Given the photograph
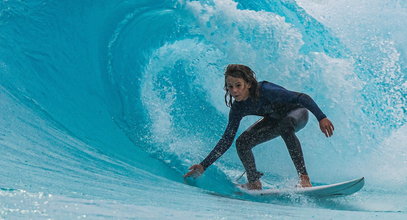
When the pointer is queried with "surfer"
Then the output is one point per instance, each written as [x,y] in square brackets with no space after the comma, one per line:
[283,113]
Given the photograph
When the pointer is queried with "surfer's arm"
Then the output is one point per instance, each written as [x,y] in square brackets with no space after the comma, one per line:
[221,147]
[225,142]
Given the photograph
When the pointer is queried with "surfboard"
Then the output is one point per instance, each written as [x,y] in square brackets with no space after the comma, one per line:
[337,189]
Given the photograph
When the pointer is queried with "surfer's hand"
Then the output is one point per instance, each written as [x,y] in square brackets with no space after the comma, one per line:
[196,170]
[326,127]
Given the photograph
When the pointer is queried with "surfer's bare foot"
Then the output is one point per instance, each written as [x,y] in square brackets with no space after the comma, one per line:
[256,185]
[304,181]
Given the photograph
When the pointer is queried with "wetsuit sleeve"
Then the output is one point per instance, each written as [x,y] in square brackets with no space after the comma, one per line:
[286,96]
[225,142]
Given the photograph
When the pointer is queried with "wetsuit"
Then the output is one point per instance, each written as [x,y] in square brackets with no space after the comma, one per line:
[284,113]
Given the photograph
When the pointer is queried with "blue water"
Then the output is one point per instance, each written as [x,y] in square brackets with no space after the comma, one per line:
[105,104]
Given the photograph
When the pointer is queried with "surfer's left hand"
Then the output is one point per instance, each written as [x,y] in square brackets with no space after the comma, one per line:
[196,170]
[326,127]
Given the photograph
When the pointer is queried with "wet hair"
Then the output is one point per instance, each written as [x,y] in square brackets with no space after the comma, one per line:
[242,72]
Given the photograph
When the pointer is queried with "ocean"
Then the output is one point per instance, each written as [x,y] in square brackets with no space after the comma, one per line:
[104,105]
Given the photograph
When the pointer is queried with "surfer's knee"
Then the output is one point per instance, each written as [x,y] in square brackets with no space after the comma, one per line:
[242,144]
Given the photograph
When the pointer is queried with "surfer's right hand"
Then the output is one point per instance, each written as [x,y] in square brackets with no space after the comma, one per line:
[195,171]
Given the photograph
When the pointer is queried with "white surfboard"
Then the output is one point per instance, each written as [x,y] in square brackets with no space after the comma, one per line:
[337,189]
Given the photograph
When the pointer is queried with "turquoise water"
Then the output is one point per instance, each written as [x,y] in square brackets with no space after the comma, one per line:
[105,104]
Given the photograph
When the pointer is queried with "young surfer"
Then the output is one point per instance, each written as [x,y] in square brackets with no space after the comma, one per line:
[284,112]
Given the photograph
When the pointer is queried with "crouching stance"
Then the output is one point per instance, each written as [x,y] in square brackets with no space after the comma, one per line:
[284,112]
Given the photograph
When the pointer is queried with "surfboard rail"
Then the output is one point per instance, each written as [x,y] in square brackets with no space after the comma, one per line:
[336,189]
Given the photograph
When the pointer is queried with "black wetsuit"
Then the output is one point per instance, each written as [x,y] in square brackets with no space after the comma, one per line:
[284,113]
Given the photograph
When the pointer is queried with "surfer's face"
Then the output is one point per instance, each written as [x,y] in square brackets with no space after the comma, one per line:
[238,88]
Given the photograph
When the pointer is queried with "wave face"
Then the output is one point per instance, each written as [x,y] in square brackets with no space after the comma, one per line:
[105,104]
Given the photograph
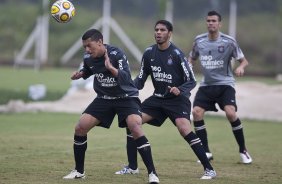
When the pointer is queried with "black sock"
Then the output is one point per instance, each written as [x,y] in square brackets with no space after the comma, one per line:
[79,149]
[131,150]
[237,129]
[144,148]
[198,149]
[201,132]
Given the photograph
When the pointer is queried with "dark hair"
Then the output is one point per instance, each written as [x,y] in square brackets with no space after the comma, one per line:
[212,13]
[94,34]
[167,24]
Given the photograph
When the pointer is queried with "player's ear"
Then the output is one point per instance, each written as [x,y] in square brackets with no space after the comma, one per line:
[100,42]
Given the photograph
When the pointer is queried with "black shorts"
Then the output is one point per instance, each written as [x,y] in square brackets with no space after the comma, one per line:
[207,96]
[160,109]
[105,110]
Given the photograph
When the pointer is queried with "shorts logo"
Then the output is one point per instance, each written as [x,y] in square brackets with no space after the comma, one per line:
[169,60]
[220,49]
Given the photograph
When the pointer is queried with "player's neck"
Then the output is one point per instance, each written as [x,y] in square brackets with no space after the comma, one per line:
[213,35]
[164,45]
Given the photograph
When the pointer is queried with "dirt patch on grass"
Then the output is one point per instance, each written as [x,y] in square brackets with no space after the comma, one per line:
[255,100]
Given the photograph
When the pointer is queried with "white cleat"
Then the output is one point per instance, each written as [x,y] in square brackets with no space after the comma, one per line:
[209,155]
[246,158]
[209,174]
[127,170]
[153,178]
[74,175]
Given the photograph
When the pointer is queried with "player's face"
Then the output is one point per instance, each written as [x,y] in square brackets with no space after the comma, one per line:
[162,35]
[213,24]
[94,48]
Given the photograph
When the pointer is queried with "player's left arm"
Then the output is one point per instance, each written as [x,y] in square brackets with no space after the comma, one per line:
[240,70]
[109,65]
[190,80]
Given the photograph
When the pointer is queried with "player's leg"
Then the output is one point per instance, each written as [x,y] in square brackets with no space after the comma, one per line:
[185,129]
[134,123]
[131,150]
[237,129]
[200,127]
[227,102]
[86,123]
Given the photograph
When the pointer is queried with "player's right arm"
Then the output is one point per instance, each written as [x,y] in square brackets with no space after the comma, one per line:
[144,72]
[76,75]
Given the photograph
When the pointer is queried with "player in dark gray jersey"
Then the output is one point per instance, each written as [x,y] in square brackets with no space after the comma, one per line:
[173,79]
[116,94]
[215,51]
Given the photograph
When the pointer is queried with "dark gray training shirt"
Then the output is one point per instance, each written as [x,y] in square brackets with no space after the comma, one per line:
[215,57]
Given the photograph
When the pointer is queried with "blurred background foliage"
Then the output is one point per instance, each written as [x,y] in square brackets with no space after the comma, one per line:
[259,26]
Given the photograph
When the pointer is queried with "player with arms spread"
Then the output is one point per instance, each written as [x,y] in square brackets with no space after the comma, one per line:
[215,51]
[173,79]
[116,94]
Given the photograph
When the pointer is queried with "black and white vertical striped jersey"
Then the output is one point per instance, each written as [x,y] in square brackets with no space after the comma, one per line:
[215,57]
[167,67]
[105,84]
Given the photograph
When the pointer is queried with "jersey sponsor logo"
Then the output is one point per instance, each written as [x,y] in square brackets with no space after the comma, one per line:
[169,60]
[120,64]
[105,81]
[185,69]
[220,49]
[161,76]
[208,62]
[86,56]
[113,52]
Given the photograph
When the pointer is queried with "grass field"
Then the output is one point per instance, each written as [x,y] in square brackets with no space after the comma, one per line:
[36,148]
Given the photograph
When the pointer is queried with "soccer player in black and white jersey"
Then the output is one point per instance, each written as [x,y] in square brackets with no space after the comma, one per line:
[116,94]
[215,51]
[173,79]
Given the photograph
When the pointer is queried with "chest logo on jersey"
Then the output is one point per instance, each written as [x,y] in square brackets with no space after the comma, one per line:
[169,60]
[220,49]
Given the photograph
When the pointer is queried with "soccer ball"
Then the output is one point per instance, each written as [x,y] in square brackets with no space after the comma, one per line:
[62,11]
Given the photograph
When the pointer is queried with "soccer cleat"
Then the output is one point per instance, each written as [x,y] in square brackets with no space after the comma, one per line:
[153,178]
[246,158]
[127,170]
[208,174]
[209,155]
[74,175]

Assignment >> Which lines of the records above hold the word "hand"? Copy each one out.

Exercise result >>
When the pointer is queried with "surfer's hand"
When the pointer is queried with "surfer's left hand"
When the pointer is queried with "surfer's right hand"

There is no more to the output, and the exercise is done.